REQUIREMENTS: In the data below, substitute "formal" for "ceremonial" from the line with "Where can you see the green" up to and including the line with "column 955, row 344". Return only those lines, otherwise unchanged.

TASK DATA:
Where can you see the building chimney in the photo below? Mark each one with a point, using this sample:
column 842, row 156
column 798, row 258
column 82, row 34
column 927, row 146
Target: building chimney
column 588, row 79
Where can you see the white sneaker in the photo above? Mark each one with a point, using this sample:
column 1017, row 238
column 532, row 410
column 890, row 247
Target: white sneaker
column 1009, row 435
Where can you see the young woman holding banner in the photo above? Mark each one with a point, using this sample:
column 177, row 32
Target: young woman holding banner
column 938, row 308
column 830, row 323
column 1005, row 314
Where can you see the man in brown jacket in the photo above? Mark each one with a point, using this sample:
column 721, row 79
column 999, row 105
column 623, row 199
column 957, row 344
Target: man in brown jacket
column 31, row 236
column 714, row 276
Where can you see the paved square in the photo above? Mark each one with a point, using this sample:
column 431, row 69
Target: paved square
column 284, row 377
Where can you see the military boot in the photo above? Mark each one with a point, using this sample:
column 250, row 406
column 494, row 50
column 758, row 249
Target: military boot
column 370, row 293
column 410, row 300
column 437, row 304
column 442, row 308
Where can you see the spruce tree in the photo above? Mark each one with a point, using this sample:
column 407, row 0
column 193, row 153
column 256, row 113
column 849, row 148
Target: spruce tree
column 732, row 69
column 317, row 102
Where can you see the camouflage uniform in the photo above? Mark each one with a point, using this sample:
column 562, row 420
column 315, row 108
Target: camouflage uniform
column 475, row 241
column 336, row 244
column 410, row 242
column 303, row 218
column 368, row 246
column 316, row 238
* * *
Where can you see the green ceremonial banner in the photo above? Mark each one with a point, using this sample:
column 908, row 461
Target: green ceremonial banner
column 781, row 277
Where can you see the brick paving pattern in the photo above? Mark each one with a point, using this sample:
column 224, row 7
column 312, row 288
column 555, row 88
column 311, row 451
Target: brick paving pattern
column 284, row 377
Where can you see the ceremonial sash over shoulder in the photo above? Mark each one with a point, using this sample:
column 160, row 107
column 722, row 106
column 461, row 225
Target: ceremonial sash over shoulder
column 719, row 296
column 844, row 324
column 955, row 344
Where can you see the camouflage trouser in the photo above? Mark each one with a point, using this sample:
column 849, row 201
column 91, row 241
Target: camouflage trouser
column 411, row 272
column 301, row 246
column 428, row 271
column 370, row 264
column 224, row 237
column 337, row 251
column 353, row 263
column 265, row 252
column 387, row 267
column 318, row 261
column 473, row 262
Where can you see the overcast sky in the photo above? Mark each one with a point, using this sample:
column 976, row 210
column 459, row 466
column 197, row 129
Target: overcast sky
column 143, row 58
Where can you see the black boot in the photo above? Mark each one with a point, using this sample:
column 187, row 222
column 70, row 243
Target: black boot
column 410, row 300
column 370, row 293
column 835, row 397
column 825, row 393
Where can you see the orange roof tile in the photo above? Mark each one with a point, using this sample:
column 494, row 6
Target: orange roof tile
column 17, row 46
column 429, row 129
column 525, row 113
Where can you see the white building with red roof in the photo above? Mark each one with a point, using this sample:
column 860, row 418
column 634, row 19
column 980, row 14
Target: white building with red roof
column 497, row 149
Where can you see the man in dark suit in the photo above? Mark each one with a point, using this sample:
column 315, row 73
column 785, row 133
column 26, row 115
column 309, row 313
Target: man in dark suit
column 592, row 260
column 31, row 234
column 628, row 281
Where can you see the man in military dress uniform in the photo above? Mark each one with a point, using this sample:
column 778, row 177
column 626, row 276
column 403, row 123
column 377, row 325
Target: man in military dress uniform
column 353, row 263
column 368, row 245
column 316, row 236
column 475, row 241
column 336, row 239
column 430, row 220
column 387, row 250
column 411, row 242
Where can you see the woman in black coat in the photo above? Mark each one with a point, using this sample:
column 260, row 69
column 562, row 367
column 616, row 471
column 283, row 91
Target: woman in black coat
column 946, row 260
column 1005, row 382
--
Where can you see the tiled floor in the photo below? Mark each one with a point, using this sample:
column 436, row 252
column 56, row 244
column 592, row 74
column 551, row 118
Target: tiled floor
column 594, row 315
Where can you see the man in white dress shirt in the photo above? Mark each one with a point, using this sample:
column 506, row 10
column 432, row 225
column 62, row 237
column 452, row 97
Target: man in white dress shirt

TASK ANSWER:
Where can you see the green formal banner in the photo above? Mark each one with a point, using this sample:
column 908, row 461
Target: green formal banner
column 781, row 277
Where can you see the brick paving pattern in the photo above? Mark each one with a point, using this sample:
column 224, row 7
column 312, row 288
column 555, row 88
column 311, row 451
Target: brick paving pattern
column 284, row 377
Where can you see the formal sash over shoulder in the photo above? Mark each one with a point, using this sample:
column 160, row 107
column 722, row 106
column 461, row 225
Target: formal sash over shoulder
column 719, row 296
column 844, row 324
column 955, row 344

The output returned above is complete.